--- Passage for review Enclosed Below ---
Well, well, well...quelle surprise! A major Canadian bank repeatedly breaks the law and ends up with a quiet little slap on the wrist to reinforce the view that the worst that can happen is a paltry fine, just another cost of doing illegal business. It would be naive to believe that this was/is the sole example of knowing money laundering, it's just one that surfaced. In the pursuit of maximum profit the only gauge of success is maximum profit, not how it was achieved.

Even if the officials do not think that they could win a case involving "intent" in a court of law, they should still reveal the name of the bank to the public. The fact that they fined them over a million dollars suggests that they know there's culpability on the part of the bank - and publishing their name would at least bring about some well-deserved embarrassment and shame to it.

The fine is paltry compared to the offence. For it to be a deterrence, the fine should be much larger than the amount of the offence, but that requires a change in the rules. Meanwhile the bank should be named so that the public can let the bank know how it feels about such activity, perhaps by not dealing with it. Until then all banks are suspect, and the other banks should not like that.
--- End of Enclosed Passage for review ---
--- Recorded information Enclosed Below ---
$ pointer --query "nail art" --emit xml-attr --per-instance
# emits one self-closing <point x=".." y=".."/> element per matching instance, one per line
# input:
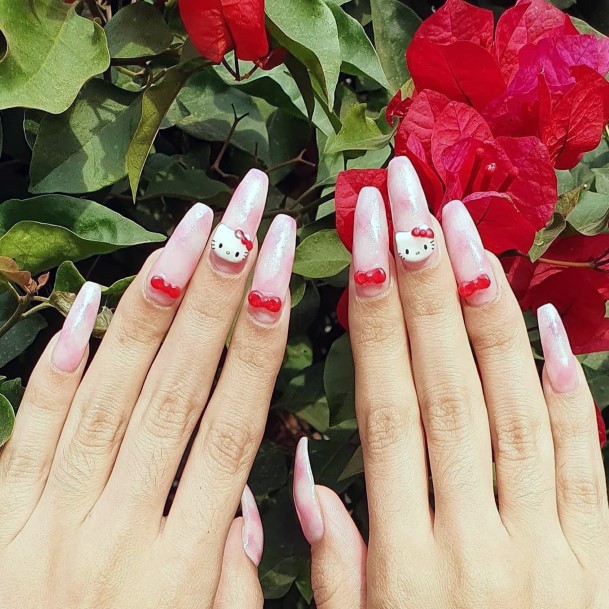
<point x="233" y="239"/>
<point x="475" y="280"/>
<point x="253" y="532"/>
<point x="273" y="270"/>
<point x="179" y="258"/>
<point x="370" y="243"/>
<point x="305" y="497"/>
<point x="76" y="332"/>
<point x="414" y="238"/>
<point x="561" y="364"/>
--- End of Enclosed Recorded information ---
--- Recorded information Enclosed Below ---
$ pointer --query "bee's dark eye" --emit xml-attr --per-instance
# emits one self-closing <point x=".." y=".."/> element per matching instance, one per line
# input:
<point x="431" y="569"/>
--- End of Enclosed Recorded information ---
--- Recorded information Enclosed Below ---
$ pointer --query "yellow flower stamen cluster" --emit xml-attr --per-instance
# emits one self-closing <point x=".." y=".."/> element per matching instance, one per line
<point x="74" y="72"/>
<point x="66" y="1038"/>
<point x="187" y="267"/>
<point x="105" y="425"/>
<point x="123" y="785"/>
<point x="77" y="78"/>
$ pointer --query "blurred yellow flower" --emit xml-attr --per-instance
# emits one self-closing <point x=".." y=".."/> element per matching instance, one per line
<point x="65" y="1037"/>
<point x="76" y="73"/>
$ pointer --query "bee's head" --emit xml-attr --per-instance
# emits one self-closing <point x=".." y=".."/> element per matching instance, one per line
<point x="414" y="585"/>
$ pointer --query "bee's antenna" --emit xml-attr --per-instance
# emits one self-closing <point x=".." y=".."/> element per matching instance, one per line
--- End of Enclosed Recorded information ---
**Tasks:**
1. According to the passage on the bank fine, how large would the fine need to be to serve as a deterrent?
2. Repeat the stretch of the passage on the bank fine from "Even if the" through "not like that.".

**Solved problems:**
1. It would need to be much larger than the amount of the offence.

2.
Even if the officials do not think that they could win a case involving "intent" in a court of law, they should still reveal the name of the bank to the public. The fact that they fined them over a million dollars suggests that they know there's culpability on the part of the bank - and publishing their name would at least bring about some well-deserved embarrassment and shame to it.

The fine is paltry compared to the offence. For it to be a deterrence, the fine should be much larger than the amount of the offence, but that requires a change in the rules. Meanwhile the bank should be named so that the public can let the bank know how it feels about such activity, perhaps by not dealing with it. Until then all banks are suspect, and the other banks should not like that.